STATED GOAL » Copy out every line in the entries below that contains the string "gray".

Stored items »
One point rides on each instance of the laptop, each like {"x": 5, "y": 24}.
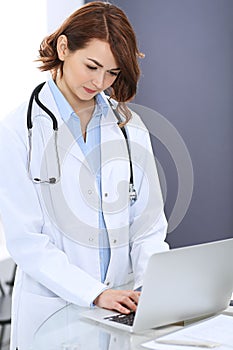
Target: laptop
{"x": 179, "y": 284}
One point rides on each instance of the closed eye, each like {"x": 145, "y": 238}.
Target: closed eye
{"x": 115, "y": 74}
{"x": 91, "y": 67}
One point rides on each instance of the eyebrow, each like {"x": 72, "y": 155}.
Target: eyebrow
{"x": 100, "y": 65}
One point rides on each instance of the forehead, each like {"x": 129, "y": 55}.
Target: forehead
{"x": 99, "y": 51}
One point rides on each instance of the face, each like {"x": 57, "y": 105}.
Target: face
{"x": 86, "y": 72}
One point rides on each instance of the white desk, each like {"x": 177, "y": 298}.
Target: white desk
{"x": 66, "y": 330}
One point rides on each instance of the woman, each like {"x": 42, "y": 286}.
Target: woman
{"x": 80, "y": 235}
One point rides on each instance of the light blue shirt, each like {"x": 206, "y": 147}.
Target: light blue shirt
{"x": 92, "y": 151}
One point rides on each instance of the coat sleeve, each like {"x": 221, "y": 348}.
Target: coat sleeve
{"x": 148, "y": 224}
{"x": 23, "y": 221}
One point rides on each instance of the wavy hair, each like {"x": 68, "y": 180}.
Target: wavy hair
{"x": 103, "y": 21}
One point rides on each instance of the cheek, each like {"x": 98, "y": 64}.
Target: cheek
{"x": 109, "y": 81}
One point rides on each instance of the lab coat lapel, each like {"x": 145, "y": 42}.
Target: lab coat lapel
{"x": 66, "y": 142}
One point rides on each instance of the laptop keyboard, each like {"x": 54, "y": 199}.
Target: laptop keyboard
{"x": 124, "y": 319}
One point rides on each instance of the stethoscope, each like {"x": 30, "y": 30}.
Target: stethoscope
{"x": 54, "y": 180}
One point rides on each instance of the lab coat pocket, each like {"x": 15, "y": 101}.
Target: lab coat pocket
{"x": 34, "y": 310}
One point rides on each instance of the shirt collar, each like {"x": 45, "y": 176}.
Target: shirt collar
{"x": 65, "y": 108}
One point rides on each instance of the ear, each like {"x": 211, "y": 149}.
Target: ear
{"x": 62, "y": 47}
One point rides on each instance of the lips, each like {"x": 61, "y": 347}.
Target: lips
{"x": 89, "y": 91}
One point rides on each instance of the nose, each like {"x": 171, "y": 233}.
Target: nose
{"x": 98, "y": 81}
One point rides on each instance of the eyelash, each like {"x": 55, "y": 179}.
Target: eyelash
{"x": 115, "y": 74}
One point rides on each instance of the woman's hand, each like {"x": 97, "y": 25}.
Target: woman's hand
{"x": 122, "y": 301}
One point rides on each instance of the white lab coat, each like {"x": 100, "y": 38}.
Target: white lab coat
{"x": 52, "y": 230}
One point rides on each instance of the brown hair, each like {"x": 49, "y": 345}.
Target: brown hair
{"x": 103, "y": 21}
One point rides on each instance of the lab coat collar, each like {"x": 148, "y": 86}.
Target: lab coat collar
{"x": 66, "y": 142}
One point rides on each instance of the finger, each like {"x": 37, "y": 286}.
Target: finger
{"x": 121, "y": 308}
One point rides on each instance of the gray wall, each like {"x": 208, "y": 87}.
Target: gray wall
{"x": 188, "y": 78}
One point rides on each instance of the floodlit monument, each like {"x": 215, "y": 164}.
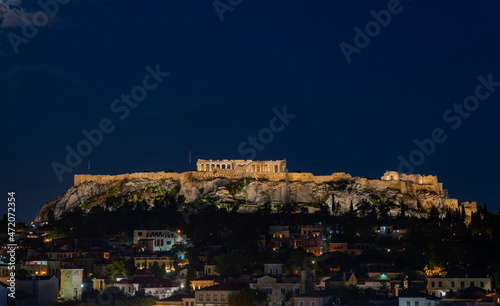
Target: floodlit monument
{"x": 248, "y": 166}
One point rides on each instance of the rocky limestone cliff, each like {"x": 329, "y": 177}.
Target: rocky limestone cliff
{"x": 249, "y": 193}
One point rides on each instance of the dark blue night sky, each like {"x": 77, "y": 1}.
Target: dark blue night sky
{"x": 418, "y": 73}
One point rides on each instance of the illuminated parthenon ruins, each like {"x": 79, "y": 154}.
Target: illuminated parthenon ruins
{"x": 248, "y": 166}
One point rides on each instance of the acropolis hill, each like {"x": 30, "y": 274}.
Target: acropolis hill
{"x": 259, "y": 182}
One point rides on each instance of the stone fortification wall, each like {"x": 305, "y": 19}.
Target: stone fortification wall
{"x": 413, "y": 183}
{"x": 198, "y": 175}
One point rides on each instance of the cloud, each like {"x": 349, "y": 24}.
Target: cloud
{"x": 12, "y": 15}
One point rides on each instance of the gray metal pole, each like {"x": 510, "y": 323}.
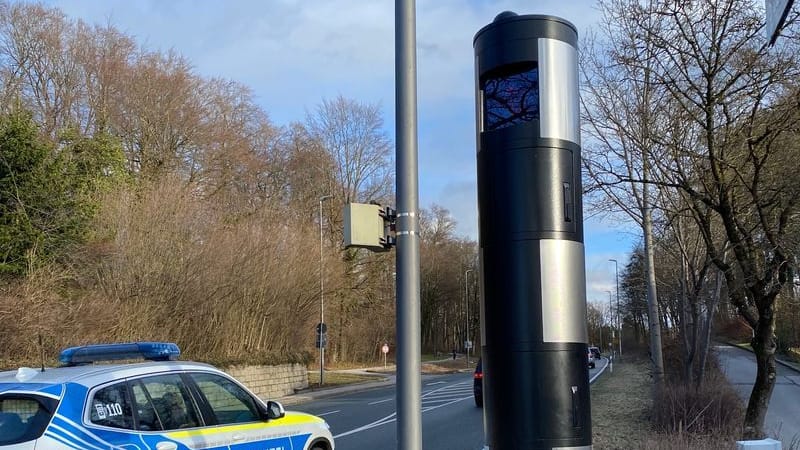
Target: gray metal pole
{"x": 321, "y": 292}
{"x": 409, "y": 384}
{"x": 466, "y": 301}
{"x": 619, "y": 317}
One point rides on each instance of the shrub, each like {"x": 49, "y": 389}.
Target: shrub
{"x": 710, "y": 409}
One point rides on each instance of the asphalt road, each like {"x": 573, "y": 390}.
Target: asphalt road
{"x": 367, "y": 419}
{"x": 782, "y": 421}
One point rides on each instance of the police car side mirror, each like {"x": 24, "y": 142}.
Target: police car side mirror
{"x": 275, "y": 410}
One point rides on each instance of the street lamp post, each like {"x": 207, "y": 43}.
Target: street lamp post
{"x": 619, "y": 319}
{"x": 466, "y": 295}
{"x": 611, "y": 312}
{"x": 322, "y": 329}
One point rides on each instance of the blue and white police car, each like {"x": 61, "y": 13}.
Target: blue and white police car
{"x": 161, "y": 404}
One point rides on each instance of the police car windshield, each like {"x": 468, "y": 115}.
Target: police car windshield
{"x": 23, "y": 418}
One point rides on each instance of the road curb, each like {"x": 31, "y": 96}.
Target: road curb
{"x": 310, "y": 395}
{"x": 779, "y": 361}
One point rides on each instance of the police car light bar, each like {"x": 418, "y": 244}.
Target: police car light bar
{"x": 151, "y": 351}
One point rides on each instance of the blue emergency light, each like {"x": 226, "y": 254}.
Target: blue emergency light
{"x": 151, "y": 351}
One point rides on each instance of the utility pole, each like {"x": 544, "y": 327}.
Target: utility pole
{"x": 409, "y": 382}
{"x": 619, "y": 317}
{"x": 466, "y": 327}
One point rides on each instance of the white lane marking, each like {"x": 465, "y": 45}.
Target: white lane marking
{"x": 425, "y": 397}
{"x": 388, "y": 419}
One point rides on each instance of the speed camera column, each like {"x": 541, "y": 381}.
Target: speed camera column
{"x": 533, "y": 302}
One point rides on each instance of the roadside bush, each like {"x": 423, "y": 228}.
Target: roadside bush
{"x": 734, "y": 330}
{"x": 710, "y": 409}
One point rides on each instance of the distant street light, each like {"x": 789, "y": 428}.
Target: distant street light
{"x": 466, "y": 328}
{"x": 611, "y": 312}
{"x": 619, "y": 320}
{"x": 322, "y": 329}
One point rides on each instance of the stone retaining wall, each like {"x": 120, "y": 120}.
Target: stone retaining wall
{"x": 269, "y": 382}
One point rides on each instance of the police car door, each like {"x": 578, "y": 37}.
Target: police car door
{"x": 240, "y": 417}
{"x": 168, "y": 417}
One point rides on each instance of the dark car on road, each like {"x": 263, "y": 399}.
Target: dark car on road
{"x": 477, "y": 384}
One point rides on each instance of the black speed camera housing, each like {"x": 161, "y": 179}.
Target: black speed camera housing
{"x": 533, "y": 304}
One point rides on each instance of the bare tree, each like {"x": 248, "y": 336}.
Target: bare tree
{"x": 621, "y": 107}
{"x": 351, "y": 132}
{"x": 734, "y": 103}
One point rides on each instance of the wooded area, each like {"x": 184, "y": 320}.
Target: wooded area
{"x": 142, "y": 201}
{"x": 695, "y": 125}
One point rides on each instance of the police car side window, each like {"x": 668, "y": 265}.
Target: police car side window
{"x": 229, "y": 402}
{"x": 165, "y": 403}
{"x": 111, "y": 407}
{"x": 146, "y": 417}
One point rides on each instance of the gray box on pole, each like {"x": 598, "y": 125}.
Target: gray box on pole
{"x": 533, "y": 296}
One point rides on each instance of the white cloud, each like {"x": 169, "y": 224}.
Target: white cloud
{"x": 294, "y": 53}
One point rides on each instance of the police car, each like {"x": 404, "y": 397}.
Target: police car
{"x": 162, "y": 404}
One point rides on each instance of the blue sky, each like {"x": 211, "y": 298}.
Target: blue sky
{"x": 294, "y": 53}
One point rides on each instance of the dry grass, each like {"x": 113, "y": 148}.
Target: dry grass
{"x": 621, "y": 405}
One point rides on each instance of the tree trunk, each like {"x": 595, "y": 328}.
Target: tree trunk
{"x": 764, "y": 345}
{"x": 652, "y": 301}
{"x": 711, "y": 306}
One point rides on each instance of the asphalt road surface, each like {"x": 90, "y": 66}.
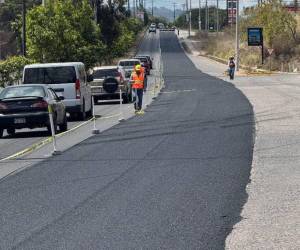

WRITTEN ANSWER »
One point rides on each instance of the gray wall, each like {"x": 208, "y": 87}.
Target: gray wall
One point rides on each instance of the gray metal pole, each like {"x": 510, "y": 323}.
Target: gray metal pole
One point rides on each instance of the gray box on pole, each like {"x": 598, "y": 125}.
Target: gray box on pole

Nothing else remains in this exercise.